_Location identification entries:_
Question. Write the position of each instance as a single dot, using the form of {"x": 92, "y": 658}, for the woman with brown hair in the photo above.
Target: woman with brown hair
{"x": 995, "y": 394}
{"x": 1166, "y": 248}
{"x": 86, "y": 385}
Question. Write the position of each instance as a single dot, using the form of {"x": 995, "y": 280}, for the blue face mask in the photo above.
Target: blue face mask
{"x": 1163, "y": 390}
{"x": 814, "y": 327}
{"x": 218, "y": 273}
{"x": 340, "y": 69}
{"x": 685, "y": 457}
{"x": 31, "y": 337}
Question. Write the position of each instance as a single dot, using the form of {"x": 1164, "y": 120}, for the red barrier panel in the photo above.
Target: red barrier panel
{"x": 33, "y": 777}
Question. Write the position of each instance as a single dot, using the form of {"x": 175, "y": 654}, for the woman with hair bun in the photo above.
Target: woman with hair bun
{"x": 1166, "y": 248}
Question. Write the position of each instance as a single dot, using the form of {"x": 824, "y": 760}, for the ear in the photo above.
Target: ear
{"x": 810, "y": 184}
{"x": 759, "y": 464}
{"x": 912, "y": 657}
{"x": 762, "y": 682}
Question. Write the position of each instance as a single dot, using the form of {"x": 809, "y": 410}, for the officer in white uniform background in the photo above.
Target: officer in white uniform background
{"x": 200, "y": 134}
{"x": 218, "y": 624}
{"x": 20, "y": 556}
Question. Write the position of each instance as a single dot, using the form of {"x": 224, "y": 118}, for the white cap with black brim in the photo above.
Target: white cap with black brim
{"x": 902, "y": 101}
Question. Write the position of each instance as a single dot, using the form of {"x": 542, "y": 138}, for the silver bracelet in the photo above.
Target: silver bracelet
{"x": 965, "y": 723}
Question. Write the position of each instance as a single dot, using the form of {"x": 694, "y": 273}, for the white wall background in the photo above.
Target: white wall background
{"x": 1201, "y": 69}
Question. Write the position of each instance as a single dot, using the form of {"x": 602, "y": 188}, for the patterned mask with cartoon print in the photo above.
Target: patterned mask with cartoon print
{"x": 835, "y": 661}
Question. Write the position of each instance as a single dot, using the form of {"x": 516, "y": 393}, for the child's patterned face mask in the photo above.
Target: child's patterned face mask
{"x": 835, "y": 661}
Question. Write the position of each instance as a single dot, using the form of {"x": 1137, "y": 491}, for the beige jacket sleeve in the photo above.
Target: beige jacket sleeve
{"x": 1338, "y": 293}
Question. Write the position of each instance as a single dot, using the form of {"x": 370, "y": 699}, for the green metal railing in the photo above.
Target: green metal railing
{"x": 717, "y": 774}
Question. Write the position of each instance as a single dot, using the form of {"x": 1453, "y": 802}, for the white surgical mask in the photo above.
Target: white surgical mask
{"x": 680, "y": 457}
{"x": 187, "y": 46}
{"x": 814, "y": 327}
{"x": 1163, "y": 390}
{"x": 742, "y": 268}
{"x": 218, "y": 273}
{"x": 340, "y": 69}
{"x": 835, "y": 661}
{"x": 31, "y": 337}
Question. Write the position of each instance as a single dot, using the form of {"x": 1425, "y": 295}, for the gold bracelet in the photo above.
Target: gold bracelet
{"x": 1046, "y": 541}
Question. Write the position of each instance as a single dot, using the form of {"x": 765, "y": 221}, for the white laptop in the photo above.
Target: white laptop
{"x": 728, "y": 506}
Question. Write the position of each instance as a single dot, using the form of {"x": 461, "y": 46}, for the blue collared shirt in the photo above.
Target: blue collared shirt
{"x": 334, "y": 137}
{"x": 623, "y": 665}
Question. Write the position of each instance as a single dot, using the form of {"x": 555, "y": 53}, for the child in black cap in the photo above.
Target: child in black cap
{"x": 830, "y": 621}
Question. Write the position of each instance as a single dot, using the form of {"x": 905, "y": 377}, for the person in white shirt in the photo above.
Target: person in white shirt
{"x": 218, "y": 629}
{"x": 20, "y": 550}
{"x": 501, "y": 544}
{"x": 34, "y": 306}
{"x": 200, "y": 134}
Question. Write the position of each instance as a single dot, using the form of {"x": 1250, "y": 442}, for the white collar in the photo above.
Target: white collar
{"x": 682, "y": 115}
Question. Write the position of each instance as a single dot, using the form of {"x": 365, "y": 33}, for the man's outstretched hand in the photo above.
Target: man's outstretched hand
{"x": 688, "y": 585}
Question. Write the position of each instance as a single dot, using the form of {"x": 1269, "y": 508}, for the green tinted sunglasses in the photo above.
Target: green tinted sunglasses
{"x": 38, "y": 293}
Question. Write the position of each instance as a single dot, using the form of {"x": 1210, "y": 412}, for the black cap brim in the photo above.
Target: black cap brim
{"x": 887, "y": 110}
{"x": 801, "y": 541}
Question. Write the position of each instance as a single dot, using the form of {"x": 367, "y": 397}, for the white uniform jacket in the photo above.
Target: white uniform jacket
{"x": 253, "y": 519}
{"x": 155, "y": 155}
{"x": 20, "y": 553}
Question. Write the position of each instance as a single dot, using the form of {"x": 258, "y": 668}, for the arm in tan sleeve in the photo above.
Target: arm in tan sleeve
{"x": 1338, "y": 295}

_WHAT THE TASK ASKS:_ Rewrite the data above so that each "Target" becomes "Label", with everything else kept the same.

_TASK OUTPUT:_
Question. Write the position of each instance as a single dot, using the form of {"x": 92, "y": 658}, for the woman with brown hair in the photo above.
Label: woman with brown hair
{"x": 995, "y": 394}
{"x": 1166, "y": 248}
{"x": 86, "y": 385}
Question. Write the position of each instance as a single dot, using the form of {"x": 995, "y": 280}, for the blue face mask in the photo above.
Label: blue face mask
{"x": 1163, "y": 390}
{"x": 814, "y": 327}
{"x": 218, "y": 273}
{"x": 340, "y": 69}
{"x": 685, "y": 457}
{"x": 31, "y": 337}
Question. Write the position of each instance as a single dot, using the form of {"x": 1164, "y": 120}, for the red barrier panel in the photo above.
Label: red barrier panel
{"x": 33, "y": 777}
Question. Write the position of each instance as a single dot, using the form of {"x": 175, "y": 654}, for the woman with hair bun in the photo above.
Label: woman with hair bun
{"x": 1166, "y": 248}
Question. Write the position of each instance as a single dot, using the form of {"x": 824, "y": 760}, for the ear in the photo above.
Label: ear
{"x": 810, "y": 184}
{"x": 759, "y": 464}
{"x": 912, "y": 657}
{"x": 762, "y": 682}
Question. Write the position of each instance as a single dot, using the form of {"x": 809, "y": 410}, for the officer in white uniform background in the photo above.
Label: officer in white uniform background
{"x": 200, "y": 134}
{"x": 218, "y": 624}
{"x": 20, "y": 556}
Question. Write the position of each instance as a single dot, using the form of {"x": 224, "y": 118}, for the white cap with black brim in the photo above.
Label: white cap with black brim
{"x": 902, "y": 101}
Question. Write the position of each instance as a single dot, using the form of {"x": 542, "y": 138}, for the silver bracelet in the photo above.
Label: silver bracelet
{"x": 965, "y": 723}
Question. Write the position of each instance as a single dot, using the form of {"x": 694, "y": 273}, for the white wall background in the photo above.
Label: white wall background
{"x": 1201, "y": 69}
Question. Write the position of each instance as a single dot, using the form of {"x": 602, "y": 188}, for the patterned mask with cartoon print in the photo above.
Label: patterned mask with cartoon print
{"x": 835, "y": 661}
Question. Write the position of each instance as a single dot, using the form of {"x": 516, "y": 393}, for the child's patterned face mask in the photo above.
Label: child's patterned face mask
{"x": 835, "y": 661}
Question. Write the position of each instance as a single dot, using the form of {"x": 1137, "y": 491}, for the beige jacket sleeve in the photo above.
Label: beige jacket sleeve
{"x": 1338, "y": 293}
Question. Write the position of each instance as a single dot, using the form of {"x": 370, "y": 699}, for the green metal railing in the photo above.
Label: green metal railing
{"x": 717, "y": 774}
Question. Write the position of each instance as a single dot, using the form of {"x": 1453, "y": 802}, for the white surgical mask in the photo above.
Label: white surgical mask
{"x": 680, "y": 457}
{"x": 187, "y": 46}
{"x": 814, "y": 327}
{"x": 1163, "y": 390}
{"x": 742, "y": 268}
{"x": 218, "y": 273}
{"x": 340, "y": 69}
{"x": 835, "y": 661}
{"x": 31, "y": 337}
Question. Write the position of each instance as a single dot, using the form of {"x": 1425, "y": 295}, for the gold bracelet in the photo above.
Label: gold bracelet
{"x": 1046, "y": 541}
Question. Write the position of each instance as a single dot, using the form of {"x": 765, "y": 221}, for the white laptop in the photo above.
Label: white laptop
{"x": 728, "y": 506}
Question. Write the position of each instance as a single dot, using the form of {"x": 461, "y": 46}, for the blue collared shirt in the photo above.
Label: blue collared shirt
{"x": 334, "y": 137}
{"x": 623, "y": 665}
Question. Write the position of each instance as a single dot, using the form of {"x": 555, "y": 53}, for the child in black cap in the photo above.
Label: child in black cap
{"x": 830, "y": 621}
Question. Write the position of each instance as a single dot, using the form of {"x": 905, "y": 377}, for the person in white shirt in the photo above.
Label: person in white shirt
{"x": 218, "y": 629}
{"x": 20, "y": 550}
{"x": 501, "y": 544}
{"x": 34, "y": 306}
{"x": 200, "y": 134}
Question. Write the position of each instance as a single dot, using the form of {"x": 1250, "y": 442}, for the white collar in the photo above.
Label: white collar
{"x": 682, "y": 115}
Question. Write the position of each instance as a single dot, using the form of {"x": 365, "y": 33}, for the man's outstretched hand in the photo above.
Label: man's outstretched hand
{"x": 688, "y": 585}
Question. Write the position of each instance as a single dot, using the form of {"x": 1269, "y": 508}, for the green tinted sunglasses in the photo above.
Label: green tinted sunglasses
{"x": 38, "y": 293}
Question. Write the position of each instance as a single dot, using the form of {"x": 1210, "y": 412}, for the black cap brim in the photo above.
Label: black cap brim
{"x": 887, "y": 110}
{"x": 801, "y": 541}
Question. Write the position of each instance as a single dot, using the form of {"x": 367, "y": 397}, for the white uniform jacket in the photo above.
Label: white uniform jacket
{"x": 253, "y": 519}
{"x": 155, "y": 155}
{"x": 20, "y": 553}
Question. Write the position of each instance as a single dot, using the form of {"x": 258, "y": 668}, for the arm in tan sleeve in the photo above.
Label: arm in tan sleeve
{"x": 1338, "y": 295}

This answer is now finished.